____ AUSGEWÄHLTER AUSZUG

Sie hatten nun ein paar Tage Zeit sich mit dem »Zielbild Hafen Birsfelden 2040+« auseinanderzusetzen und sich mit dem Begriff »hafenaffin« vertraut zu machen. Hier erste Gedanken dazu:
Die »Gesamtsynthese Hafenstudie« wurde durch den Lenkungsausschuss Hafen Birsfelden 2040+, bestehend aus
• dem Präsidenten der Gemeinde Birsfelden, Christof Hiltmann,
• dem Vorsteher der Bau- und Umweltschutzdirektion des Kantons Basel-Landschaft, RR Isaac Reber, und
• dem Vorsteher der Volkswirtschafts- und Gesundheitsdirektion RR Thomas Weber,
im Januar 2020 verabschiedet.
Am 10. Januar 2020 wurde in einer kurzen Medienmitteilung darüber berichtet. Das Interesse der Medien war marginal, vergleichbar mit einem kleineren Verkehrsunfall.
Insgesamt befremdet dieser Vorgang. Die Tragweite der zu Grunde liegenden strategischen Entscheide ist erheblich. Betroffen davon ist nicht nur die Gemeinde Birsfelden, sondern in grossem Ausmass auch die unmittelbare Wirtschaftsregion. Das Areal «Hafengebiet Birsfelden« ist mit insgesamt ca. 50 ha Fläche, davon ca. 30 ha im Eigentum des Kantons Basel-Landschaft, eines der grössten, zusammenhängenden Wirtschaftsgebiete im Kanton. Da erstaunt es doch, dass Entscheide von grosser wirtschaftlicher Tragweite in einem kleinen, geschlossenen Männerzirkel getroffen werden.
Dem Entscheid liegen offensichtlich zwei Gutachten zu Grunde, welche aber öffentlich nicht einsehbar sind. Eine Vernehmlassung in grösserem Kreis und wie üblich bei den Parteien und involvierten Verbänden ist scheinbar nicht in Erwägung gezogen worden. Vorgängig wurde auch die Bevölkerung nicht informiert, respektive konsultiert. Ein einsamer Entscheid hinter verschlossenen Türen.
Das irritiert auch insofern, da unter Punkt 1.4 die Interessen der Gemeinde aufgelistet werden. Danach wünscht die Gemeinde Birsfelden, vertreten alleine durch Christof Hiltmann, ein optimiertes, mit dem Rheintunnel abgestimmtes Verkehrskonzept. Dies obwohl die StimmbürgerInnen über den vom Bund und Kanton geplanten Rheintunnel bis anhin nicht Stellung nehmen konnten und ergo eine Zustimmung nicht vorliegt.
Die kleinen roten Quadrate sind Objekte mit besonderer Störfallvorsorge wie z.B. Schulen, Altersheim, etc.

________
____ DATENSATZEINTRÄGE

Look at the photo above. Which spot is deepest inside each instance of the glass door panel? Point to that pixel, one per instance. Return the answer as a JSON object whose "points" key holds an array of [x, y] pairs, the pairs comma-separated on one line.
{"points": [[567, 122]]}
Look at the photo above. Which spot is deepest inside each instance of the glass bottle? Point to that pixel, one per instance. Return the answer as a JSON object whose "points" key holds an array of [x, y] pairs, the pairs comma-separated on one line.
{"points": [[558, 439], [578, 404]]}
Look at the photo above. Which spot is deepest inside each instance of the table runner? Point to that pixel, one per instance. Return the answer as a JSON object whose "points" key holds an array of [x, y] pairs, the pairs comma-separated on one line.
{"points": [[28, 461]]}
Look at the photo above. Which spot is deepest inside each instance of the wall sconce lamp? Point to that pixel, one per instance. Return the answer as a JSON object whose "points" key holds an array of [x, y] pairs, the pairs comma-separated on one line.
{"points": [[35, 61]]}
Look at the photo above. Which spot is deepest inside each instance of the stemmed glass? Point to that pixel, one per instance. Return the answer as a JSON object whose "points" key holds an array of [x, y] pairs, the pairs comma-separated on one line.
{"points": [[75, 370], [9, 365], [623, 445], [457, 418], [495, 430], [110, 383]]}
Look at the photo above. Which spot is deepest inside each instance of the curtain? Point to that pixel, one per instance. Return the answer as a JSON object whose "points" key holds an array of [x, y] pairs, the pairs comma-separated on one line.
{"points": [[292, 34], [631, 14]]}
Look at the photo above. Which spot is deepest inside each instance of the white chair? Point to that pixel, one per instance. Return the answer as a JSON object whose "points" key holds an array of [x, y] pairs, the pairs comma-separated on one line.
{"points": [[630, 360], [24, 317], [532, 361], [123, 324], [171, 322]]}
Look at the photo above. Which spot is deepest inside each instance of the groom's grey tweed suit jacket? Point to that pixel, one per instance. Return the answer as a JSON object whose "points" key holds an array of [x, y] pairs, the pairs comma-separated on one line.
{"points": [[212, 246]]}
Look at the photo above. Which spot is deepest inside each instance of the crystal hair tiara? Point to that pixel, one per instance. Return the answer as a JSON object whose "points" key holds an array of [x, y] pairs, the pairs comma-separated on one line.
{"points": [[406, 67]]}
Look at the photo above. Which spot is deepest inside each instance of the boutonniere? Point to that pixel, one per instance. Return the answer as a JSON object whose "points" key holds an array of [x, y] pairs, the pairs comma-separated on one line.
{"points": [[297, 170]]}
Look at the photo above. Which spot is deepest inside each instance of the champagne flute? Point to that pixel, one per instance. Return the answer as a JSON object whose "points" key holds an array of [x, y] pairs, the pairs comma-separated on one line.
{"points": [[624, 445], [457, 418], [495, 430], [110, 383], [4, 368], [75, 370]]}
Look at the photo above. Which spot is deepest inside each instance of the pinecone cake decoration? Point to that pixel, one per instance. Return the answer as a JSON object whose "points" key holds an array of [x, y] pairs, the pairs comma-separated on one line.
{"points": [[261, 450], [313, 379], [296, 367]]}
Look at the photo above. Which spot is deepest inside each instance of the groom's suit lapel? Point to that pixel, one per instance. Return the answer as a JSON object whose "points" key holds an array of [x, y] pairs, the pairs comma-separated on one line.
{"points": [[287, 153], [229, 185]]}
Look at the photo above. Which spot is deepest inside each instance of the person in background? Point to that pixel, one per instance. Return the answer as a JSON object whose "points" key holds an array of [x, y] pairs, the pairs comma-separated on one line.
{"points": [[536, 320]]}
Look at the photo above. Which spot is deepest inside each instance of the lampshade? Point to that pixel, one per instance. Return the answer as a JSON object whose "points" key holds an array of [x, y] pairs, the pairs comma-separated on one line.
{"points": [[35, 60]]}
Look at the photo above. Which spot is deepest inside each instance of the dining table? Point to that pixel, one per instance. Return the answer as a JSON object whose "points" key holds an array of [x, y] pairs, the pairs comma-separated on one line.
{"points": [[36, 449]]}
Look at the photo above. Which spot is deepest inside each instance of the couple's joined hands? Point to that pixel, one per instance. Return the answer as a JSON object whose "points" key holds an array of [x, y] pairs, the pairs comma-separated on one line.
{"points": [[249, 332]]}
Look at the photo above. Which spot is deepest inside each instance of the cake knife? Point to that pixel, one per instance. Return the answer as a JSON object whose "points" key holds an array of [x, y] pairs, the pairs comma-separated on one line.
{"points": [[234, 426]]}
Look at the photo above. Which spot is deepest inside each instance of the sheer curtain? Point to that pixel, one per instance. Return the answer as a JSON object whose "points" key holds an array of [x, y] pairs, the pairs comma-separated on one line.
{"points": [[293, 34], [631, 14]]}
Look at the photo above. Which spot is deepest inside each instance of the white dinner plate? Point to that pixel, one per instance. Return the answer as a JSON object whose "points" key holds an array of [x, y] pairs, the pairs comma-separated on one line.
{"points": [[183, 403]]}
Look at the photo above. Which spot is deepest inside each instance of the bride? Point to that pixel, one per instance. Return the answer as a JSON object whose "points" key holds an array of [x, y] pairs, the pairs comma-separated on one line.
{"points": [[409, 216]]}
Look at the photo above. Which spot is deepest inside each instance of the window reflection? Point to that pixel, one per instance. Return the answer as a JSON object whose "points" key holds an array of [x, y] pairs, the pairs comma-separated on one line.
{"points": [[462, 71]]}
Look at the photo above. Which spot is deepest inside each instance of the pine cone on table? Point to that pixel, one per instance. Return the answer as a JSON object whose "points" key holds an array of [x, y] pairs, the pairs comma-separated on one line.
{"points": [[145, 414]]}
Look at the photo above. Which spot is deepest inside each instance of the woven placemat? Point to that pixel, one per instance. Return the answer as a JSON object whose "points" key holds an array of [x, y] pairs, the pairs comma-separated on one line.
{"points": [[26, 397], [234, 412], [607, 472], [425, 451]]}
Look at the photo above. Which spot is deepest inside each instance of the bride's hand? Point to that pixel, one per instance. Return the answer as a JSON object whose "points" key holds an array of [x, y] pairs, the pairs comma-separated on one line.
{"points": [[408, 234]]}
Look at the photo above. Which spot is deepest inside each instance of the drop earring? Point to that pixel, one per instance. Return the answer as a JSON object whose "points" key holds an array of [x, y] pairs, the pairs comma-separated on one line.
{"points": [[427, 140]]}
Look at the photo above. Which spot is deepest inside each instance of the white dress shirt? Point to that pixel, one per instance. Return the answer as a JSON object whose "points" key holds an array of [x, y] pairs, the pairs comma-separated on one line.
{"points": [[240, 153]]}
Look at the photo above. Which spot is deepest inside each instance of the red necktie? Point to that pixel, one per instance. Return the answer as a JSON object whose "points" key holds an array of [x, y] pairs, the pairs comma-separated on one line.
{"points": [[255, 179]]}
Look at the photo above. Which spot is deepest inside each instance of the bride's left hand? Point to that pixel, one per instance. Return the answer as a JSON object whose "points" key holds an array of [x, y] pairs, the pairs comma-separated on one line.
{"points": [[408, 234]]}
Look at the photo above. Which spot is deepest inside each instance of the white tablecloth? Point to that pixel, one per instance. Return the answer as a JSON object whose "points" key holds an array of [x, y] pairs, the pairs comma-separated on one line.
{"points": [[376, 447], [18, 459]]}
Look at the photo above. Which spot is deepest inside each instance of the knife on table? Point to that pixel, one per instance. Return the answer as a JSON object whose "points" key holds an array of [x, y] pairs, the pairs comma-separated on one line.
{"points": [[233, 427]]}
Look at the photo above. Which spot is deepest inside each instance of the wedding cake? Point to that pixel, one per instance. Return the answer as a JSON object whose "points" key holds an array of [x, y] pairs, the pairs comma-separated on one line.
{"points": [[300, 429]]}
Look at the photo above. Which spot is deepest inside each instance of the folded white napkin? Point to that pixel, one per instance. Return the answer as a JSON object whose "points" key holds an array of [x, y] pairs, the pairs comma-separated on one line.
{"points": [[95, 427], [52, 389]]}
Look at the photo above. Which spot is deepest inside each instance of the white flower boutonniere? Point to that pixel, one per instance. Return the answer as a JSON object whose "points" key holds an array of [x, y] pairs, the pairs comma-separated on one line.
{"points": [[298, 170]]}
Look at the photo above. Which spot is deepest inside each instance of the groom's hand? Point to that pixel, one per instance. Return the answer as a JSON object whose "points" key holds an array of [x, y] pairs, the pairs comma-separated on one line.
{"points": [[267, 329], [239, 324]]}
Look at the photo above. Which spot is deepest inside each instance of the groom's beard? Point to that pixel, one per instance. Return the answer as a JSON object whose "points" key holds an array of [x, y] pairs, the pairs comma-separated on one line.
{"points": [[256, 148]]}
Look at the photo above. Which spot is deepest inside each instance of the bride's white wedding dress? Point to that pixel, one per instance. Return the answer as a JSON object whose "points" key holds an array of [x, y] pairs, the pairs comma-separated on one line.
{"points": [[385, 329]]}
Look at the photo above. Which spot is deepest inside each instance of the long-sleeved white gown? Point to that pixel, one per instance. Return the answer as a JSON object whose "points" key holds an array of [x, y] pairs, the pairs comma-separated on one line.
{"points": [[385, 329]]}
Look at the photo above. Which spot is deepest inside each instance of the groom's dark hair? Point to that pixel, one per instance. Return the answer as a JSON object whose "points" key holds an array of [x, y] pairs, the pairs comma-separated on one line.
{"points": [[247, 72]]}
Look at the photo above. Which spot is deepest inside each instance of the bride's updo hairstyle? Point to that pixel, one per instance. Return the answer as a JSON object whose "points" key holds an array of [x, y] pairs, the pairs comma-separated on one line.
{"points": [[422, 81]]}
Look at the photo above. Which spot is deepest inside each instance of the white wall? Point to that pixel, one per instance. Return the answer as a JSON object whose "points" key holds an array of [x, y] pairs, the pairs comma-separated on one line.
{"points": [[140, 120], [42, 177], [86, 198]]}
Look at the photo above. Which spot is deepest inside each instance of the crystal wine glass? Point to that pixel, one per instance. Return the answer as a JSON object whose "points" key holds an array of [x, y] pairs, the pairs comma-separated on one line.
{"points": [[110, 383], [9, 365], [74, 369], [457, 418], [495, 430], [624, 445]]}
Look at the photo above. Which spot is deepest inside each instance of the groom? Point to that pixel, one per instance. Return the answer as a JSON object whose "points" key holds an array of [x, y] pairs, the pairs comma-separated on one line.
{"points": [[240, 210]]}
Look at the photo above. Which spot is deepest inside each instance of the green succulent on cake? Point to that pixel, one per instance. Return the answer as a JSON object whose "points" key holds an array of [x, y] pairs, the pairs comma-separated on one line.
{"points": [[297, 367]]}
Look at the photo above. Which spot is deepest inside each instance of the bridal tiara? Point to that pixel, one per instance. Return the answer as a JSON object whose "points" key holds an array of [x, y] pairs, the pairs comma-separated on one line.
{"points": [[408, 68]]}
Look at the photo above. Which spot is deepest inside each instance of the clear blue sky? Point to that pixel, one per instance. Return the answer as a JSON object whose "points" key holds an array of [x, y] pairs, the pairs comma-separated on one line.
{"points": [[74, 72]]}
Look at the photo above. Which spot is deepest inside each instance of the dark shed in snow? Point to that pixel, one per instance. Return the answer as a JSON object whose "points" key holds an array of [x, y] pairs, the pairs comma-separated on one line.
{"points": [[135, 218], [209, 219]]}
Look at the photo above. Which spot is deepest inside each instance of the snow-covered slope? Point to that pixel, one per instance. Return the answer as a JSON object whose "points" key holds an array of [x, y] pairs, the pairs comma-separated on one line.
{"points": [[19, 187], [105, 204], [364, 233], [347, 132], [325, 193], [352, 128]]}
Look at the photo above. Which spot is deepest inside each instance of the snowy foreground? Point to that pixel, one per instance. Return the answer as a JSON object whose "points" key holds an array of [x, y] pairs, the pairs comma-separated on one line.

________

AUSZUFÜHRENDE AUFGABEN:
1 - Prüfen Sie, ob die folgenden Aussagen mit dem Text über den Hafen Birsfelden übereinstimmen, und belegen Sie jede Antwort (ja oder nein) mit dem entscheidenden Wortlaut des Textes: (a) Die »Gesamtsynthese Hafenstudie« wurde im Januar 2020 verabschiedet. (b) Das Hafengebiet Birsfelden umfasst insgesamt ca. 80 ha Fläche. (c) Die Bevölkerung wurde vor dem Entscheid konsultiert.
2 - Wie viele Hektar des Hafengebiets befinden sich laut dem Text über den Hafen Birsfelden im Eigentum des Kantons Basel-Landschaft?
3 - Setzen Sie den Text über den Hafen Birsfelden im Anschluss an seinen letzten Satz fort.
Das Material ist hierfür ohne Belang.

ANTWORTEN JE AUFGABE:
1 -
(a) Ja: „im Januar 2020 verabschiedet.“
(b) Nein: „mit insgesamt ca. 50 ha Fläche“
(c) Nein: „Vorgängig wurde auch die Bevölkerung nicht informiert, respektive konsultiert.“

2 - Ca. 30 ha.

3 -
Weiter wird eine Konsolidierung der Störfallbetriebe und die Arrondierung/Optimierung des Hafenperimeters zwecks Sicherung der Hafenwirtschaft für die nächsten 40+ Jahre gewünscht. Die Optik dabei ist äusserst einseitig und berücksichtigt in keiner Weise die Sicherheit der Bevölkerung im Hinblick auf die umfangreichen Störfallbetriebe. Nicht im Ansatz wird ein Sicherheitsdispositiv für die Störfallbetriebe verlangt. Auch eine Reduktion der Störfallanlagen wird nicht eingefordert. Relativ vage wird eine Alternativnutzung (nicht hafenaffines Gewerbe, Mischnutzung, Wohnnutzung) in Erwägung gezogen, dies aber ohne konkrete Agenda und ohne Standortoption.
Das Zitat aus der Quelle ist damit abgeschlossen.